I found this book very helpful because of the information about intimacy, but I did not relate to some of the information about compulsive eating. I'm thinking now that maybe I'm not a compulsive eater, though I still have some issues.

The main idea of this book is that we need to be more self-aware, aware of why we are eating, and more aware of our hunger, our satiety, smells, tastes and textures, because:

dieting turns us into children who can't be trusted around food and need to be told what to do strictly, and punished when we are bad. Further, punishing ourselves for failing is like kicking our inner child instead of hugging them and letting them tell us what is wrong.

If we trust ourselves, and pay better attention to what is really going on, eventually our inner child gets the idea that we can eat whenever we are hungry, and that we are trustworthy, and we can make good, nourishing decisions.

The rest of the information applies to how we treat our hearts/relationships the same way we treat food. It is all about our attitude toward ourselves, and what we feel we deserve.

I found this part very relevant to myself.

Overall, a good book if you have relationship trouble OR food issues, and a very quick read. I read it in one evening.

7th November 2005

xoraclex12:12pm: Earth's Children Series
I'm almost done with the series, better known by the title of the first book Clan of the Cave Bear.

The first book was really interesting. Everything was written close to historical as possible (at the time, though what we know has changed since then), with the exception of the main character being given credit for every huge leap of inspiration (fire, domesticating animals, understanding reproduction...)

I skim through large sections of descriptions of the lay of the land, and through (at least in every book past the first) frequent caveman sex scenes, but the dialogue, and interaction in the different cultures is fascinating. It is definitely worth all the boring parts.

Synopsis:
5 year old girl sees her family get swallowed up in an earthquake, she travels on her own for days with nothing to eat, and collapses, is picked up by a tribe of neanderthals, and raised by them. She doesn't quite fit into their society, but does her best, eventually being tossed out and having to go out on her own to search for her own people. In the process, she gets passed around from culture to culture, amazing everyone she comes across, and teaching them things she has learned.

19th October 2005

xoraclex9:50pm: These Books are SOOO Gay.

━━━━━━━━━━━━━━━━

▸ TASK REQUIREMENTS:
a. Do these statements agree with the reviews? Answer yes or no for each, quoting the deciding words. (i) The reviewer finished the book on food and relationships in one evening. (ii) The reviewer reads every description of the land in the Earth's Children series closely. (iii) In the synopsis, the girl is five years old when an earthquake swallows her family.
b. Reproduce word for word the part of the reviews that opens with the words containing "The rest of" and closes with "animals, understanding reproduction...)".
The lines that follow the reviews aren't needed here.

▸ GIVEN MATERIAL:
━━━━━━━━━━━━━━━━

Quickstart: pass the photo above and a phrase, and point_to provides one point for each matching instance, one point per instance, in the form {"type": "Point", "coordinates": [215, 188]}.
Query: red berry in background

━━━━━━━━━━━━━━━━

▸ RESULTS FOR THE EXERCISE:
a.
(i) Yes: "I read it in one evening."
(ii) No: "I skim through large sections of descriptions of the lay of the land"
(iii) Yes: "5 year old girl sees her family get swallowed up in an earthquake"

b.
The rest of the information applies to how we treat our hearts/relationships the same way we treat food. It is all about our attitude toward ourselves, and what we feel we deserve.

I found this part very relevant to myself.

Overall, a good book if you have relationship trouble OR food issues, and a very quick read. I read it in one evening.

7th November 2005

xoraclex12:12pm: Earth's Children Series
I'm almost done with the series, better known by the title of the first book Clan of the Cave Bear.

The first book was really interesting. Everything was written close to historical as possible (at the time, though what we know has changed since then), with the exception of the main character being given credit for every huge leap of inspiration (fire, domesticating animals, understanding reproduction...)